In a recent turn of events, The President of Confederation of Real Estate Developers’ Associations of India (CREDAI) (National), Satish Magar has said that more strict measures are being expected by the real estate sector from the RBI in its bid to revive the economy.
Talking about the development, Satish Magar said “The real estate sector can act as a catalyst in resurrecting the economy, backed by stringent fiscal and non-fiscal measures. The move of moratorium extension is a short-term piecemeal solution to a long-term problem.”
“Interest rate should be reduced with firm liquidity measures, as this is the need of the hour, backed by one-time restructuring of loans to help the real estate sector from crumpling,” he added.
In a press statement, Magar further went on to say that the RBI has tried to ease the pressure on borrowers and has extended the group exposure limit for lenders to corporates from 25 per cent to 30 per cent.
However, he reiterated that this won’t be enough to solve the ongoing liquidity crisis.
“Currently, there is a dearth of income in the sector owing to the Covid-19 crisis. The government needs to ensure that banks are forthcoming and are passing on the benefits to us,” said Magar.
Furthermore, he said that after agriculture, the real estate industry remains the second-largest employer. He also said that the prolonged slowdown in the sector will have a direct impact on the survival of 269 allied industries.
Thus, it is important for the government and RBI to take immediate measures to provide economic relief in the longer run.

Work instruction 1 → In the article on the real estate sector, what change did the RBI make to the group exposure limit for lenders to corporates?
Work instruction 2 → Decide whether each statement agrees with the article on the real estate sector, answering yes or no and quoting the words of the article that settle it: (a) Magar describes the moratorium extension as a short-term fix for a long-term problem. (b) Magar calls the real estate industry the largest employer. (c) Magar says the slowdown threatens the survival of 269 allied industries.
The records that follow the article were taken from a separate source.

Records supplied →
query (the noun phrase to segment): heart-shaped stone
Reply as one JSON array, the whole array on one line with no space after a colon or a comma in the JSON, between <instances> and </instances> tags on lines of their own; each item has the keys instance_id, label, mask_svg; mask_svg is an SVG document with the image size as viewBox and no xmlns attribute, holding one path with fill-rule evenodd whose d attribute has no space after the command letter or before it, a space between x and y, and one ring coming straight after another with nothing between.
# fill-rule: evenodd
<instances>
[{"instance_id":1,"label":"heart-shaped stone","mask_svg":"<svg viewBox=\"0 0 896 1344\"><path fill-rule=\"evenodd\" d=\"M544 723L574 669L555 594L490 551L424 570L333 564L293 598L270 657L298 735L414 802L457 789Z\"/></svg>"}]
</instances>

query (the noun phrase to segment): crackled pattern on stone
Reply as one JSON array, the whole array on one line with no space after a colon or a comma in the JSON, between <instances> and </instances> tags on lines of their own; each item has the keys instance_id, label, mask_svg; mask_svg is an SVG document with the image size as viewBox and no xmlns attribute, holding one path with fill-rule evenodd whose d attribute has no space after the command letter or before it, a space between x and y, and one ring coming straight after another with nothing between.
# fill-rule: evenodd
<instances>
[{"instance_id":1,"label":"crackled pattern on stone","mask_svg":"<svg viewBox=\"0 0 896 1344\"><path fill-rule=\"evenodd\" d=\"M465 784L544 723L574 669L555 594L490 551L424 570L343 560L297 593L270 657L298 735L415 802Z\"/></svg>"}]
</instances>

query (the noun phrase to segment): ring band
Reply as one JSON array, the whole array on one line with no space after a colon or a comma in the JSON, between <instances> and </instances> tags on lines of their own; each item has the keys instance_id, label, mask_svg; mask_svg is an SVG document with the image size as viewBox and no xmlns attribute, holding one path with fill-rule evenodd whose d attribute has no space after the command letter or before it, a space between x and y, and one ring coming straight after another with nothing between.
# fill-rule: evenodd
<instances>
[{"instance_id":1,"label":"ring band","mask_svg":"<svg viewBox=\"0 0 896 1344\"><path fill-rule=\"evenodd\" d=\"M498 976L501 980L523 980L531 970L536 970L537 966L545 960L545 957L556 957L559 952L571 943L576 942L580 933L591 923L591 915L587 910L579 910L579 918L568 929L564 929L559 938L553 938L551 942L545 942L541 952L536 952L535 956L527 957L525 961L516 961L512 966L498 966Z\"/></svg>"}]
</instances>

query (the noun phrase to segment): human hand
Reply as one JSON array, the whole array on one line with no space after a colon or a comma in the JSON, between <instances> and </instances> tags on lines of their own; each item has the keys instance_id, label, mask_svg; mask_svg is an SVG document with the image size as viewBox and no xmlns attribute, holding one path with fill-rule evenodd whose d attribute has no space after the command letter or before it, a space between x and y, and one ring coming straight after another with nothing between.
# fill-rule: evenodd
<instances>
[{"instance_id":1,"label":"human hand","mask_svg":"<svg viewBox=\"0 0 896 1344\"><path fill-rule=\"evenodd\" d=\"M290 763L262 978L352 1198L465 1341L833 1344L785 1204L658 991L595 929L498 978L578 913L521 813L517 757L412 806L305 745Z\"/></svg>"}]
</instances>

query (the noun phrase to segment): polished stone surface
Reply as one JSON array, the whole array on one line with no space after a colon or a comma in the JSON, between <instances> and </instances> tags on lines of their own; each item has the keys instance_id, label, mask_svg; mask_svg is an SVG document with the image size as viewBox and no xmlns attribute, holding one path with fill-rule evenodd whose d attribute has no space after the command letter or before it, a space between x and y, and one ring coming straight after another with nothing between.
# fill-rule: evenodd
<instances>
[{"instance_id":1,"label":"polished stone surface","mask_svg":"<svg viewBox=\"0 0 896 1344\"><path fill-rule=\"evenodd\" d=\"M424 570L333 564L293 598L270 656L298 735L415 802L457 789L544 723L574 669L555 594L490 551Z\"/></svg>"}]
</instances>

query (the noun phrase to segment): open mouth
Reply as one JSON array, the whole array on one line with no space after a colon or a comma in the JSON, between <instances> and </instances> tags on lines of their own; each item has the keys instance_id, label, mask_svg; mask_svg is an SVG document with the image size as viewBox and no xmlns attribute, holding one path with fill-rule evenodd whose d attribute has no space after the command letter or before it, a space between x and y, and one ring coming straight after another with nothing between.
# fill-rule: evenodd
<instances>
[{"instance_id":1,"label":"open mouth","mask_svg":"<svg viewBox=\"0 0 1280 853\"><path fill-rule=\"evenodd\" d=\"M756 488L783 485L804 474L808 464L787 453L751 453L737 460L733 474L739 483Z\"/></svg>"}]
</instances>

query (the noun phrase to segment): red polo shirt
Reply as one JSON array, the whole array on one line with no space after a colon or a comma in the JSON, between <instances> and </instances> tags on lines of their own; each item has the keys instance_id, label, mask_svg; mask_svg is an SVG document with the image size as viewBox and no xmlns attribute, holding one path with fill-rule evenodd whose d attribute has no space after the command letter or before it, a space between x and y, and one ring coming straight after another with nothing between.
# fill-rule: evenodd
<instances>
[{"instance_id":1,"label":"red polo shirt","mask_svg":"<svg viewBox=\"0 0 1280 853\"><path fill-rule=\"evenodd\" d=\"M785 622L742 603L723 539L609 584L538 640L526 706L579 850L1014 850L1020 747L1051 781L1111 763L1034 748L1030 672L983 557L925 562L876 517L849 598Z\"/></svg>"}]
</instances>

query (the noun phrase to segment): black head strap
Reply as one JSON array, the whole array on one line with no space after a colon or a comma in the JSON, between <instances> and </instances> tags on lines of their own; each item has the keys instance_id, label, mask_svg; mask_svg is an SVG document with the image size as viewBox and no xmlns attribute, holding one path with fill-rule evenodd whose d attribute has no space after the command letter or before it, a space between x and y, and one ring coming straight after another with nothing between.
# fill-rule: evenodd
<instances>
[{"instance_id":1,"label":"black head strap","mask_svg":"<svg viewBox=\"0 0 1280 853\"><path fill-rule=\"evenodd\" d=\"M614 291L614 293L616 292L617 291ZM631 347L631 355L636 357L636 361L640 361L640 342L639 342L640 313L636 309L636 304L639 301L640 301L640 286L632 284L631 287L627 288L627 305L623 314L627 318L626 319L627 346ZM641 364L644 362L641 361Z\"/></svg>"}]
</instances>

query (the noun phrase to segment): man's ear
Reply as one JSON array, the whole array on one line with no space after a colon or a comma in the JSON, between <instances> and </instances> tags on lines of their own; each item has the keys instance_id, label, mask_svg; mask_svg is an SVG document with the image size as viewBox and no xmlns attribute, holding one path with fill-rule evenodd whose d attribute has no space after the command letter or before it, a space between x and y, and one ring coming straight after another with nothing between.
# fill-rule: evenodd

Your solution 1 → It extended the limit from 25 per cent to 30 per cent.

Your solution 2 →
(a) Yes: "The move of moratorium extension is a short-term piecemeal solution to a long-term problem."
(b) No: "after agriculture, the real estate industry remains the second-largest employer."
(c) Yes: "the prolonged slowdown in the sector will have a direct impact on the survival of 269 allied industries."